Reproduce the part that opens with the line containing "of the round" and closes with the line containing "[[164, 264]]", swapping "round window" for "circular window" and leaving all else unchanged. Give only those lines.

** Begin DATA TO USE **

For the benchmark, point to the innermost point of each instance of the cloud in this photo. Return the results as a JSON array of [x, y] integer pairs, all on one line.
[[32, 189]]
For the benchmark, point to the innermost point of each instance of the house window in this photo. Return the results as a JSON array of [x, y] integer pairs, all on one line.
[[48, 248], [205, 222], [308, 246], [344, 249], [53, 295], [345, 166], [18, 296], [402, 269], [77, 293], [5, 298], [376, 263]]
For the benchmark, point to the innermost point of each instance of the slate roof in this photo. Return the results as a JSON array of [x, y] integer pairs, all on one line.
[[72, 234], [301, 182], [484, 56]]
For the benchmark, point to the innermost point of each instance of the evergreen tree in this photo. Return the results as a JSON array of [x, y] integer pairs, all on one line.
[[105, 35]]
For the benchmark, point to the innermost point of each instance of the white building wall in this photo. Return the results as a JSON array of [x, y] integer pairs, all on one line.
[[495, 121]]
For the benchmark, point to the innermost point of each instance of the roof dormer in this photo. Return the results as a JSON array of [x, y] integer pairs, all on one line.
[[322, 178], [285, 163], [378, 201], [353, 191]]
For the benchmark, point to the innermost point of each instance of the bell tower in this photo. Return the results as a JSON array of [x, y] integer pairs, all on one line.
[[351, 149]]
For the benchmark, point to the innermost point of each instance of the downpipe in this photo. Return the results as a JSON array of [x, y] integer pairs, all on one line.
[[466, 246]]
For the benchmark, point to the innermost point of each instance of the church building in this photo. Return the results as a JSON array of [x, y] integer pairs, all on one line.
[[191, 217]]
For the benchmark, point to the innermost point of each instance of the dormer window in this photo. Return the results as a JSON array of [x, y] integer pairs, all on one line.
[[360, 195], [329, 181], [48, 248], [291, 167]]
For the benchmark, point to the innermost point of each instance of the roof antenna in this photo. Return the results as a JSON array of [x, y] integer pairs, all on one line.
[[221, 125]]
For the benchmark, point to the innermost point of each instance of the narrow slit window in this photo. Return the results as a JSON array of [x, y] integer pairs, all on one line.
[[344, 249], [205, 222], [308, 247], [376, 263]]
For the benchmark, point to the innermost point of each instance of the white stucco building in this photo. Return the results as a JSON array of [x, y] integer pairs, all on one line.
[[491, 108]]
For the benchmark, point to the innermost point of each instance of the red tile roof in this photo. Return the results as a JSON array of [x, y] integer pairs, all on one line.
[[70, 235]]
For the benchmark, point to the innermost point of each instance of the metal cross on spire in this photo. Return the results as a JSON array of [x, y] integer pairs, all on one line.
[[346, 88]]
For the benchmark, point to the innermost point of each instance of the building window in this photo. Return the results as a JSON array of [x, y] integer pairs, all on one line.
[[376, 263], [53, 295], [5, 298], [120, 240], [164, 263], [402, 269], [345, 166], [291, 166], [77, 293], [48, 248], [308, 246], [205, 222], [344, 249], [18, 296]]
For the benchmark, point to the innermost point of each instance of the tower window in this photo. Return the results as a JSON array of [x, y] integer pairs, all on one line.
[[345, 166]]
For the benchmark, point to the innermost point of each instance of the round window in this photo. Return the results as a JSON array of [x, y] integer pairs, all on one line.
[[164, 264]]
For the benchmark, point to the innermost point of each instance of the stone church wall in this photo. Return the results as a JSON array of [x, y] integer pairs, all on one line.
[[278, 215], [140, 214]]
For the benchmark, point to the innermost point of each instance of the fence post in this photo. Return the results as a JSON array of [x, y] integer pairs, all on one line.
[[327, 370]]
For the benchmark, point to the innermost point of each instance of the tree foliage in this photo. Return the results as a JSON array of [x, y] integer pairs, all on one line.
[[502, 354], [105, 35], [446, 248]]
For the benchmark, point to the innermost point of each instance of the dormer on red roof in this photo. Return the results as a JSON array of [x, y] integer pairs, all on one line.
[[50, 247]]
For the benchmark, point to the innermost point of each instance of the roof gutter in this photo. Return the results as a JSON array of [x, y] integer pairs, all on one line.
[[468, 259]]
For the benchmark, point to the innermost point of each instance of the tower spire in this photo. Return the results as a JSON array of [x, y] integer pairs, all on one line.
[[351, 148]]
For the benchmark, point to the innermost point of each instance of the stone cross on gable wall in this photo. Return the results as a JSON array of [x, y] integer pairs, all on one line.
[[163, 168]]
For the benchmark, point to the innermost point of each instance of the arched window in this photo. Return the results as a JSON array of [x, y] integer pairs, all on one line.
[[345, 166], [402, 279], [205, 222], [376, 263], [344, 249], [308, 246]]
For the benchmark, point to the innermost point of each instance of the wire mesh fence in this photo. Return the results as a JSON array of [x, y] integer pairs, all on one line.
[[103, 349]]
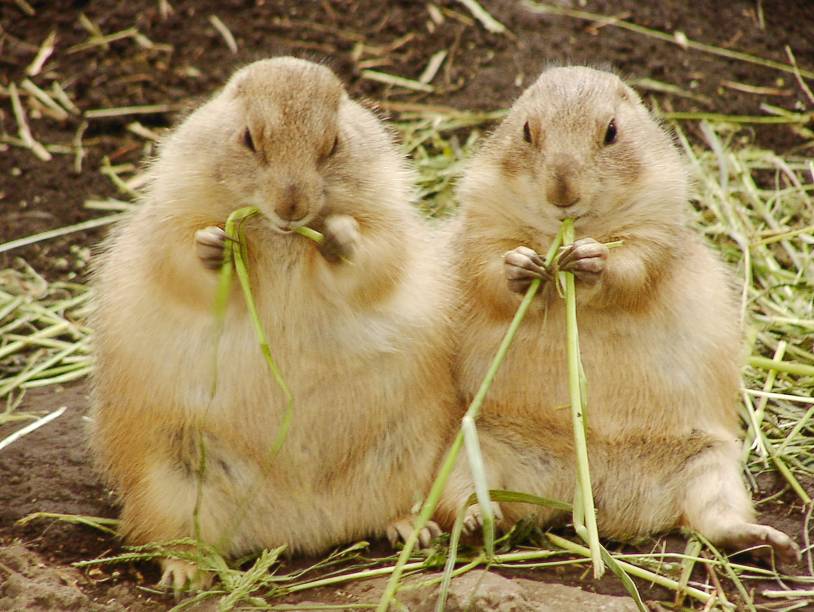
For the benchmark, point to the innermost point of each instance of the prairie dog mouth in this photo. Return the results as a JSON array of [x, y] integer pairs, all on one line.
[[286, 227]]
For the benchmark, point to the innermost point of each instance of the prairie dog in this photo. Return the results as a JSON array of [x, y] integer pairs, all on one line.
[[358, 327], [658, 323]]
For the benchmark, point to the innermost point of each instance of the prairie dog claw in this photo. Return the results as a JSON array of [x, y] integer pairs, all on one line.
[[400, 530], [341, 238], [586, 258], [521, 266], [209, 246], [473, 521]]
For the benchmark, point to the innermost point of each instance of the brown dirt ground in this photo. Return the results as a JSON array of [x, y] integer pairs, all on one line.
[[49, 470]]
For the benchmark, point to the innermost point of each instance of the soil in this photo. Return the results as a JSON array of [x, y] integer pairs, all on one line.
[[49, 470]]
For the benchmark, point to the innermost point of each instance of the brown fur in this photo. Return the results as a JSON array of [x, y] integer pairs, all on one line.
[[363, 344], [659, 331]]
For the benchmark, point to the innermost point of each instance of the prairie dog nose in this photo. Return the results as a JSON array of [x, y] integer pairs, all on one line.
[[562, 193], [561, 190], [291, 206]]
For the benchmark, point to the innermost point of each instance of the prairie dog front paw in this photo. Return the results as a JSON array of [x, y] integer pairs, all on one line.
[[521, 266], [341, 234], [210, 243], [586, 258]]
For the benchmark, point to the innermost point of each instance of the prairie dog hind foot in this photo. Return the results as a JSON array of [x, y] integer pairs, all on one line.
[[586, 258], [764, 540], [210, 243], [180, 575], [400, 530], [521, 266]]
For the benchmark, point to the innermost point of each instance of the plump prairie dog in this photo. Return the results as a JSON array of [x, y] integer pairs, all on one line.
[[358, 326], [658, 323]]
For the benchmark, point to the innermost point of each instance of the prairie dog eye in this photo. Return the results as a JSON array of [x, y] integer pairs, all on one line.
[[248, 142], [610, 132]]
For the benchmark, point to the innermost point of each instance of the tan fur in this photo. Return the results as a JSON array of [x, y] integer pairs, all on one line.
[[659, 332], [363, 344]]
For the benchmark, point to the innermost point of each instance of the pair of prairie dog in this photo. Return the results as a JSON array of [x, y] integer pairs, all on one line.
[[360, 324]]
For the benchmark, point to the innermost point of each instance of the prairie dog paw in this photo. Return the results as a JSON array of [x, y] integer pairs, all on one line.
[[210, 243], [341, 238], [473, 520], [521, 266], [752, 535], [400, 530], [182, 575], [586, 258]]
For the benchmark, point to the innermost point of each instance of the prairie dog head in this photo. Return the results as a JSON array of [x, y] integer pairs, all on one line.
[[288, 134], [272, 138], [580, 143]]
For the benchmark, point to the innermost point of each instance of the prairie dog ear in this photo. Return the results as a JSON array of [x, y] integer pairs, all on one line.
[[628, 94], [532, 130]]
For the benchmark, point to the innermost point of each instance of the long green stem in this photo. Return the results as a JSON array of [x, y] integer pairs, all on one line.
[[633, 570], [451, 457], [585, 498]]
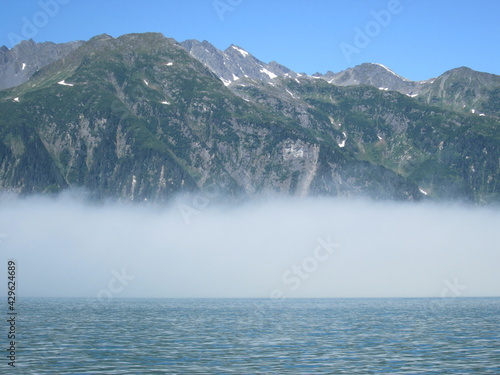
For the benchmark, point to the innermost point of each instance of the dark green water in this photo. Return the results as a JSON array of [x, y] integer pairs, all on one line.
[[232, 336]]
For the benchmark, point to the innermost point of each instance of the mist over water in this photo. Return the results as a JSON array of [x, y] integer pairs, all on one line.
[[315, 247]]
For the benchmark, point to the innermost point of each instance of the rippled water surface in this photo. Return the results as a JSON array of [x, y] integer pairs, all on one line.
[[232, 336]]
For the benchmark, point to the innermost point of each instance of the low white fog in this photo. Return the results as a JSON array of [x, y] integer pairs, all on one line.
[[283, 247]]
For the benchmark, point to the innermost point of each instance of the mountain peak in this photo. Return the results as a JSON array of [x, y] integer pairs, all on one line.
[[239, 49]]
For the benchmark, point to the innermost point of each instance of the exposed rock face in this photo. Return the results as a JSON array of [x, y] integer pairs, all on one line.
[[140, 118], [21, 62]]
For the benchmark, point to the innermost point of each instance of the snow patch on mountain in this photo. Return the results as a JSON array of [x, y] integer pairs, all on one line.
[[242, 51], [64, 83], [270, 74]]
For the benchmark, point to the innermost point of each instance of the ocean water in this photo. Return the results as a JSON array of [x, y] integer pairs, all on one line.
[[257, 336]]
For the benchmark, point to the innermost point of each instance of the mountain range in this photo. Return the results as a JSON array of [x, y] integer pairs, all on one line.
[[143, 117]]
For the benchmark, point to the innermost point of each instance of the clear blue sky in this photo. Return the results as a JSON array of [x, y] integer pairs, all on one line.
[[420, 39]]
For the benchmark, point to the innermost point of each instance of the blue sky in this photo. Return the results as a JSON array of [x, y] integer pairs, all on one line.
[[418, 39]]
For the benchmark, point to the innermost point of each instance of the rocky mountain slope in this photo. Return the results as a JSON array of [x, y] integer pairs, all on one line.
[[18, 64], [142, 117]]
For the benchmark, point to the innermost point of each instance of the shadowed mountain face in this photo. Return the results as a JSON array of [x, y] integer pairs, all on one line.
[[142, 117]]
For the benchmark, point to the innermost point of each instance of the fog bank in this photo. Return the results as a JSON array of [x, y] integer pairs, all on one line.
[[315, 247]]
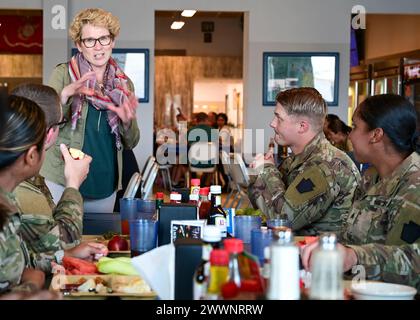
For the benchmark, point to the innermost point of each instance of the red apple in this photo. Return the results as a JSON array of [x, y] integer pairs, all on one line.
[[117, 244], [76, 153]]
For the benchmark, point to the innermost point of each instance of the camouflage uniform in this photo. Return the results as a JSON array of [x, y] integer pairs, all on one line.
[[14, 255], [383, 227], [314, 188], [44, 226]]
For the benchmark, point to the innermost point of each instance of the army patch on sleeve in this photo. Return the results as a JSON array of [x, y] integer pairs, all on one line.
[[305, 185], [410, 232], [310, 184]]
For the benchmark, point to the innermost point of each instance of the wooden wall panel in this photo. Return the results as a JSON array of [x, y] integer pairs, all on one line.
[[176, 75]]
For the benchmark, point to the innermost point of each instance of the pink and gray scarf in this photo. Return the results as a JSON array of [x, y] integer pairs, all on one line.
[[114, 91]]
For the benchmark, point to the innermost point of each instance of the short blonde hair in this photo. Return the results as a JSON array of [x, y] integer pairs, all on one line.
[[94, 16], [304, 101]]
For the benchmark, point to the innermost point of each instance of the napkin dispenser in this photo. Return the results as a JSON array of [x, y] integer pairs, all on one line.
[[172, 211], [187, 258]]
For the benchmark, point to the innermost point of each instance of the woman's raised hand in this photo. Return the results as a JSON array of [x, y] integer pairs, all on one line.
[[126, 111]]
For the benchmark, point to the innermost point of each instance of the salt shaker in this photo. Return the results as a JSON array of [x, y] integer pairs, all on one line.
[[327, 270], [284, 268]]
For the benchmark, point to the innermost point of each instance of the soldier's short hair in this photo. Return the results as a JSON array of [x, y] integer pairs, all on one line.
[[304, 101], [45, 97]]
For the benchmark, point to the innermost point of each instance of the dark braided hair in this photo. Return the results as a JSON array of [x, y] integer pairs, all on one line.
[[396, 116], [22, 126]]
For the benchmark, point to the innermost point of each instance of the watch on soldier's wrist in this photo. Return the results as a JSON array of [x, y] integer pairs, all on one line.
[[59, 255]]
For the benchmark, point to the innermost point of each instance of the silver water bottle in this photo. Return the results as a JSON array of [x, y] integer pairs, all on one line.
[[284, 268], [327, 270]]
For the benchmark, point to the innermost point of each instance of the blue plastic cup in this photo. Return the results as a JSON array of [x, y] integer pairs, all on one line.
[[128, 211], [260, 238], [244, 225], [143, 236], [278, 224], [146, 208]]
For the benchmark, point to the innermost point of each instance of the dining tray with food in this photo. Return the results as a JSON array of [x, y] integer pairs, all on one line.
[[117, 244], [101, 286]]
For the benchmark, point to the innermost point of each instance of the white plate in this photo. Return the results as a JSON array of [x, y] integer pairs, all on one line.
[[373, 290]]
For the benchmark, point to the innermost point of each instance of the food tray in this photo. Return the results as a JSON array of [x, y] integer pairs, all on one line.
[[123, 286]]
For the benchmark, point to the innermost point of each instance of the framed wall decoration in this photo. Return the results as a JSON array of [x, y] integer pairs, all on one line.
[[286, 70], [135, 64]]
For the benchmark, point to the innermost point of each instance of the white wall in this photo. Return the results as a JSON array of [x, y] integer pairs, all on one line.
[[274, 25]]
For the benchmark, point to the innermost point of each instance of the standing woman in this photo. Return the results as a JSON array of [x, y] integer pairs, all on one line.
[[382, 230], [98, 100]]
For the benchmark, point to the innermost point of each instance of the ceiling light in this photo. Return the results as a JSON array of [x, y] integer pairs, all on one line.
[[177, 25], [188, 13]]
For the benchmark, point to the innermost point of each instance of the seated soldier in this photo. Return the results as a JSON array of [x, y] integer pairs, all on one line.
[[382, 231], [315, 186], [22, 153], [46, 226]]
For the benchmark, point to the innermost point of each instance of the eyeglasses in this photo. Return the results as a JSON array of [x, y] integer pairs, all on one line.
[[60, 124], [91, 42]]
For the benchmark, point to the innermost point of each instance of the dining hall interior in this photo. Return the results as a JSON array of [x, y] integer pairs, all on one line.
[[219, 67]]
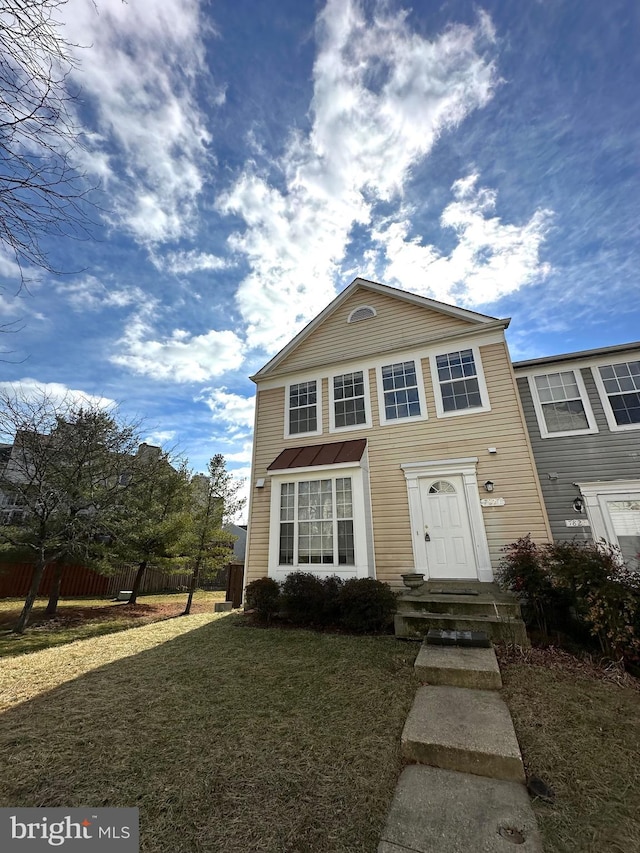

** End DATA TO USE **

THE ANSWER
For the benchmark, point to the innermost point of each instance of the circular window in this photo. Return the results as a JSON array of [x, y] integer pairs, all on one line.
[[164, 264]]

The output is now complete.